* **To be done**
Rewrite the stretch from the start of the items through the line containing "pixel 296 205", putting "cloudy sky" in place of "overcast sky" and keeping everything else the same.

◇ ◇ ◇ ◇ ◇ ◇ ◇

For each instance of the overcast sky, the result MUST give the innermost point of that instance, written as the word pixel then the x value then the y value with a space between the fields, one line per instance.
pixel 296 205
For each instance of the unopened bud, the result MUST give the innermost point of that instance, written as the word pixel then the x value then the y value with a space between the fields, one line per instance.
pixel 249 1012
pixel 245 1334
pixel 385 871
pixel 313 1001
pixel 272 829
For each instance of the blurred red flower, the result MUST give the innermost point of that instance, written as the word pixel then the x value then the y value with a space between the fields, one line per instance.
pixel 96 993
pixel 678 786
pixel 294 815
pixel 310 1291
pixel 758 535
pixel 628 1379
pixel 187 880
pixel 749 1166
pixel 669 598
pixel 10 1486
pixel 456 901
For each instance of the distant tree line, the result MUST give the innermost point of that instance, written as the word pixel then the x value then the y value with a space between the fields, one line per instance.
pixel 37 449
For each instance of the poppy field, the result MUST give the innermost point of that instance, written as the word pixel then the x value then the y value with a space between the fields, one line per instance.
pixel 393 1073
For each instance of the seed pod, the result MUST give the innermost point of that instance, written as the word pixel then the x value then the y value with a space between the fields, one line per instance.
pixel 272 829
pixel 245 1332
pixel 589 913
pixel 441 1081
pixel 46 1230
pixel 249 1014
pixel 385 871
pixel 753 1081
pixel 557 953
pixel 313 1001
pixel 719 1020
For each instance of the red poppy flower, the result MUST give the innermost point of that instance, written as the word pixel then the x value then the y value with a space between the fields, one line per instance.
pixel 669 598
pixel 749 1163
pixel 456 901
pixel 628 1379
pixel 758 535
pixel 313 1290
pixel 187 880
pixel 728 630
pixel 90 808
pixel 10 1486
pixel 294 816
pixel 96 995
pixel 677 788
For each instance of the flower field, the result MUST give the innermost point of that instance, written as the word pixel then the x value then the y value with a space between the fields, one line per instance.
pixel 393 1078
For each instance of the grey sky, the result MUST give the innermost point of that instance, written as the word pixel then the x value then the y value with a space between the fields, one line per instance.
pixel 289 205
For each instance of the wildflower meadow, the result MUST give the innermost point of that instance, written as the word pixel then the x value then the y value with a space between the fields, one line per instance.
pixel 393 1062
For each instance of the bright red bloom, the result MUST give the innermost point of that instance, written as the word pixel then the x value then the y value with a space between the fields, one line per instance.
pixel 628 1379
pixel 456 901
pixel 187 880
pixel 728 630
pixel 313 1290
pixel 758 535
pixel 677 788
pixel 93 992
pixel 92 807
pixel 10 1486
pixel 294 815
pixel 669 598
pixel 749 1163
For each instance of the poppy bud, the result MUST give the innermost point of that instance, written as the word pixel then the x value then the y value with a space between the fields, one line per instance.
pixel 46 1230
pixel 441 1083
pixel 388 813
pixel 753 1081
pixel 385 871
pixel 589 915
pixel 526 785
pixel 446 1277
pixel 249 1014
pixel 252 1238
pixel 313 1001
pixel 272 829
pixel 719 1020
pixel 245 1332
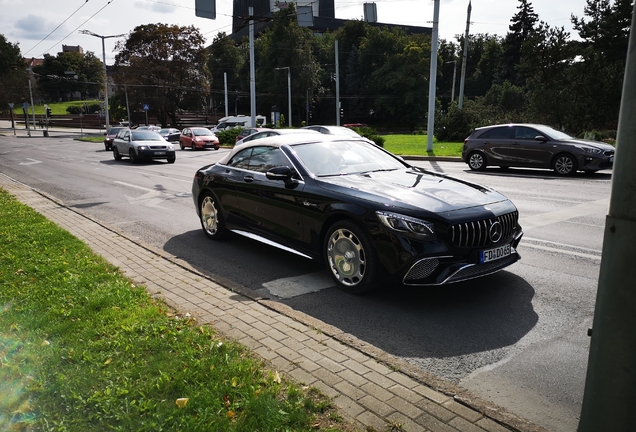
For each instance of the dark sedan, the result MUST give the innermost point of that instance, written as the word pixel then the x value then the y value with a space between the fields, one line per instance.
pixel 363 211
pixel 535 146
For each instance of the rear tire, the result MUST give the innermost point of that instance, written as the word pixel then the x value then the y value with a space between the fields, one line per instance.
pixel 211 218
pixel 564 165
pixel 350 258
pixel 477 161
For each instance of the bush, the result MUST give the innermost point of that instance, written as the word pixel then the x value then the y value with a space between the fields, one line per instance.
pixel 228 136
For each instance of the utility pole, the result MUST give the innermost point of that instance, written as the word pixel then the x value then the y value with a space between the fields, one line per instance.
pixel 609 400
pixel 337 77
pixel 432 80
pixel 252 71
pixel 105 71
pixel 460 104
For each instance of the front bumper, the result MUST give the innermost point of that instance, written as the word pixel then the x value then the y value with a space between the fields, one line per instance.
pixel 206 144
pixel 156 154
pixel 439 270
pixel 595 163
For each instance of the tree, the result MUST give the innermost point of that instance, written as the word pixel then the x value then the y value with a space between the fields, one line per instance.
pixel 70 75
pixel 601 66
pixel 13 75
pixel 521 29
pixel 165 67
pixel 287 45
pixel 395 70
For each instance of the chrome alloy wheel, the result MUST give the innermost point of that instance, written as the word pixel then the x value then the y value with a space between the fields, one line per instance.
pixel 564 165
pixel 209 216
pixel 347 258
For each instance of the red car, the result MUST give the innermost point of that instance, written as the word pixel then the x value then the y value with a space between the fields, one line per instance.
pixel 198 138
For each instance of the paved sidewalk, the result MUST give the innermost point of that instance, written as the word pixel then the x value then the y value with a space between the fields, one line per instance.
pixel 371 388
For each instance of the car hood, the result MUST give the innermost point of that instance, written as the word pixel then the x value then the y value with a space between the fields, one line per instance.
pixel 596 144
pixel 413 189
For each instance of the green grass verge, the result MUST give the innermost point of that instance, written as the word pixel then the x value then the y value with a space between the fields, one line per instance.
pixel 83 348
pixel 59 108
pixel 415 145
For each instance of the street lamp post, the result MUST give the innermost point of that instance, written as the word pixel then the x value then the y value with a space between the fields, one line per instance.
pixel 288 92
pixel 105 72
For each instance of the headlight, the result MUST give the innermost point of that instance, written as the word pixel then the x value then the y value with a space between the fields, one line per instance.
pixel 407 225
pixel 592 150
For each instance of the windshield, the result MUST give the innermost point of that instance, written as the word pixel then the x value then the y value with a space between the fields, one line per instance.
pixel 145 135
pixel 344 157
pixel 201 132
pixel 553 133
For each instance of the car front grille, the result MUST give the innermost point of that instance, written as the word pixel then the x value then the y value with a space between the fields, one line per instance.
pixel 477 233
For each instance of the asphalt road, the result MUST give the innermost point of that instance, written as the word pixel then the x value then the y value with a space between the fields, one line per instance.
pixel 518 338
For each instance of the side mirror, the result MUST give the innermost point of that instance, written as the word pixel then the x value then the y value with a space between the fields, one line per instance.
pixel 283 173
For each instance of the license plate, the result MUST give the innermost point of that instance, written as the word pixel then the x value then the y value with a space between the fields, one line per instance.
pixel 494 254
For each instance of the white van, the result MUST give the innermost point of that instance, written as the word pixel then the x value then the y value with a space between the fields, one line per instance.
pixel 238 121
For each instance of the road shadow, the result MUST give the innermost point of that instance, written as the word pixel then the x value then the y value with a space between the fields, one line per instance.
pixel 463 318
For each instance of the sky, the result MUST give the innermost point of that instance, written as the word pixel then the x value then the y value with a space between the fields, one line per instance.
pixel 43 26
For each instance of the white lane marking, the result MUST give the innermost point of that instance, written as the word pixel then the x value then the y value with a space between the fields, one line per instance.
pixel 561 251
pixel 298 285
pixel 33 162
pixel 542 219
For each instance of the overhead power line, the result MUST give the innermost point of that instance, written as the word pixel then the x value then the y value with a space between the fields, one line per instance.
pixel 53 31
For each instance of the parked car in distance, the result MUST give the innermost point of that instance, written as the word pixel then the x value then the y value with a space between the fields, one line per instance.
pixel 141 145
pixel 152 128
pixel 337 130
pixel 198 138
pixel 361 210
pixel 170 134
pixel 238 121
pixel 534 146
pixel 110 136
pixel 248 131
pixel 272 132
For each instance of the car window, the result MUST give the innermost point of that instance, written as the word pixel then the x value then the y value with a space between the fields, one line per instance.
pixel 146 135
pixel 201 132
pixel 241 159
pixel 522 132
pixel 265 158
pixel 497 133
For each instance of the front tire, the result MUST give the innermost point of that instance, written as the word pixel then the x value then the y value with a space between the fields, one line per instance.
pixel 211 218
pixel 477 161
pixel 565 165
pixel 351 258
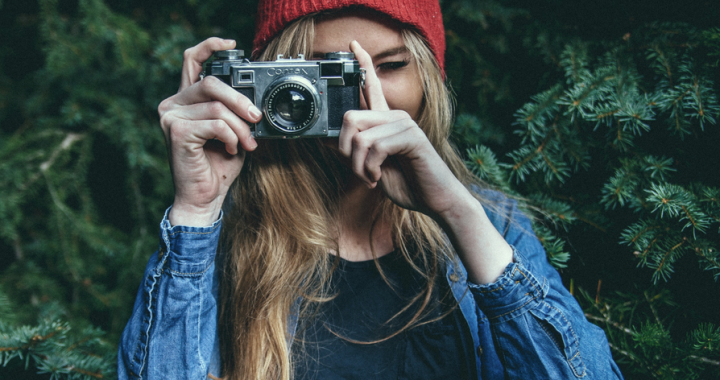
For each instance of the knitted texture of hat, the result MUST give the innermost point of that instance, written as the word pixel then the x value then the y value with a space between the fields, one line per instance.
pixel 424 15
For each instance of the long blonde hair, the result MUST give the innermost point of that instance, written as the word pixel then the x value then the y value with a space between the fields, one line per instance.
pixel 282 228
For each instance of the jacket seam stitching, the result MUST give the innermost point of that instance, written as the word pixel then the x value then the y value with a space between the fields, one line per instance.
pixel 512 311
pixel 577 344
pixel 189 273
pixel 192 232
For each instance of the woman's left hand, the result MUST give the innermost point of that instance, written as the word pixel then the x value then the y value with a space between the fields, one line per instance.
pixel 387 148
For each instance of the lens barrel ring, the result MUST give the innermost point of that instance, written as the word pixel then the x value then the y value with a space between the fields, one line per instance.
pixel 291 104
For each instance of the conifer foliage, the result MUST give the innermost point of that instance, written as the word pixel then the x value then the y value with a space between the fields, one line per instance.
pixel 609 140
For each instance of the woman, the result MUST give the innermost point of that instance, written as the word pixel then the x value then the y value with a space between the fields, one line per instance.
pixel 366 256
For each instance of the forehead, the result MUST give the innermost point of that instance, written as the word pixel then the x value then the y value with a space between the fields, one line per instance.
pixel 374 34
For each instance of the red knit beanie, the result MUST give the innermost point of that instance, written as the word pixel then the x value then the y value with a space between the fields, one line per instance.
pixel 423 15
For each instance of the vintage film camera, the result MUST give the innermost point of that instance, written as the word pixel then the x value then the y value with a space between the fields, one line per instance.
pixel 298 98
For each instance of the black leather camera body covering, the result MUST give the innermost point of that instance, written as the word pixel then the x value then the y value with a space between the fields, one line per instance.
pixel 298 98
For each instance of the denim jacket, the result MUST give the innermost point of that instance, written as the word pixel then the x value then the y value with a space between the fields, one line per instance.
pixel 525 325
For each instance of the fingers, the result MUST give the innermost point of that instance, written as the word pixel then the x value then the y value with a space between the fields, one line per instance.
pixel 188 137
pixel 373 89
pixel 372 147
pixel 218 111
pixel 358 121
pixel 213 89
pixel 194 57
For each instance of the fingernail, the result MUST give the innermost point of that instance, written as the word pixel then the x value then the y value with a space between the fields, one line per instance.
pixel 254 112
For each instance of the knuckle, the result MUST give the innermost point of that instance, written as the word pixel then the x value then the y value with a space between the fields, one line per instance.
pixel 164 107
pixel 216 107
pixel 218 125
pixel 350 117
pixel 359 141
pixel 177 130
pixel 209 83
pixel 188 54
pixel 401 114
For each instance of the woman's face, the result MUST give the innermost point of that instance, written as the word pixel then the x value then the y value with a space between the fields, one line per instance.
pixel 395 67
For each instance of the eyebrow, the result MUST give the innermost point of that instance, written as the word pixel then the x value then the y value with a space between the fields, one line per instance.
pixel 384 54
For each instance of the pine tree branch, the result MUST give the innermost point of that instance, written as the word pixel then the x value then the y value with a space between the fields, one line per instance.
pixel 697 93
pixel 612 323
pixel 66 144
pixel 667 254
pixel 33 341
pixel 704 360
pixel 652 309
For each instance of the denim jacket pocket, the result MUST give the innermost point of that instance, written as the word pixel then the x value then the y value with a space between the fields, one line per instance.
pixel 560 332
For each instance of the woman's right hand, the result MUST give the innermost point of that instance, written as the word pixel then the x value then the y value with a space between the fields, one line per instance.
pixel 207 136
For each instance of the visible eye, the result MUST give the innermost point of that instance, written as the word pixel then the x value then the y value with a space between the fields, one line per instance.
pixel 392 65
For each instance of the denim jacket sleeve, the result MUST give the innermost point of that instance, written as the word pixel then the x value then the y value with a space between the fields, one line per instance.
pixel 172 331
pixel 538 328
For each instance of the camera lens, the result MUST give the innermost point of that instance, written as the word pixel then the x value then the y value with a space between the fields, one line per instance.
pixel 292 106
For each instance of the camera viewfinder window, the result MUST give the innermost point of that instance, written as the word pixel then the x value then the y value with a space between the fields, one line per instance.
pixel 331 69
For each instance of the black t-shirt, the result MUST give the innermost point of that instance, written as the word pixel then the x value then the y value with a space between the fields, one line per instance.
pixel 361 311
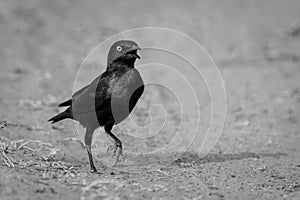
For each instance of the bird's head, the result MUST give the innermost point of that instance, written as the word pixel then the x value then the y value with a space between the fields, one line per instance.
pixel 123 50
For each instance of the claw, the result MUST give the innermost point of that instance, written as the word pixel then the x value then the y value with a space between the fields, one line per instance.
pixel 117 152
pixel 119 156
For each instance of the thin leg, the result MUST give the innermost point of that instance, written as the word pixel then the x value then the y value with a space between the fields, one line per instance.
pixel 117 148
pixel 88 142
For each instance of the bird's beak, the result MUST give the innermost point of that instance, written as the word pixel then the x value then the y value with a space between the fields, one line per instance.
pixel 135 48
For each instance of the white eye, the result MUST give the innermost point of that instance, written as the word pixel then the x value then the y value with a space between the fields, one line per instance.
pixel 119 48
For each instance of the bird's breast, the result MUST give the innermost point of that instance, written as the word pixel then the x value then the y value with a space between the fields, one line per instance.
pixel 127 89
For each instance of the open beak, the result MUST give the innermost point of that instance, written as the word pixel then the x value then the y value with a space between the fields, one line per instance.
pixel 133 50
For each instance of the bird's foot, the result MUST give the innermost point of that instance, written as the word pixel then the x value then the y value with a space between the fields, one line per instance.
pixel 117 152
pixel 93 168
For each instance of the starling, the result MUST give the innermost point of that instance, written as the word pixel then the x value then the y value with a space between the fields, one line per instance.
pixel 108 99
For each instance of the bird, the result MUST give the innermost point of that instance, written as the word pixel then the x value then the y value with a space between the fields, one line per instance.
pixel 108 99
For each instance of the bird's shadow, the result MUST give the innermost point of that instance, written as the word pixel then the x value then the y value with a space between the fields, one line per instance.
pixel 189 157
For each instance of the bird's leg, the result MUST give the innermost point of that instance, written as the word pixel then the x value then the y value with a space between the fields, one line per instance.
pixel 117 148
pixel 88 142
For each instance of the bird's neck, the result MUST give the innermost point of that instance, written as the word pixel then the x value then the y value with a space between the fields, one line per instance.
pixel 121 65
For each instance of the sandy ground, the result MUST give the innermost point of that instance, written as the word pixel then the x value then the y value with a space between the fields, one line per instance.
pixel 256 46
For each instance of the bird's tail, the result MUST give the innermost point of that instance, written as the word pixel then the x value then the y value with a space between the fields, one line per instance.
pixel 64 115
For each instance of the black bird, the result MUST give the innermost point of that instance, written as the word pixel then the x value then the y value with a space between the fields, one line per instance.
pixel 109 98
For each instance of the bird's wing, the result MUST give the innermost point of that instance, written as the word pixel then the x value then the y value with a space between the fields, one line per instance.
pixel 91 97
pixel 69 101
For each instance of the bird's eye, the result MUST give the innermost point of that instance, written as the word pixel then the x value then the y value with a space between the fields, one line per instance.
pixel 119 48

◇ ◇ ◇ ◇ ◇ ◇ ◇

* **Solution for this task**
For each instance of the cloudy sky, the result MUST give the innermost point of that instance, written as the word pixel then the x value then the y value with a space between the fields, one line per instance.
pixel 296 205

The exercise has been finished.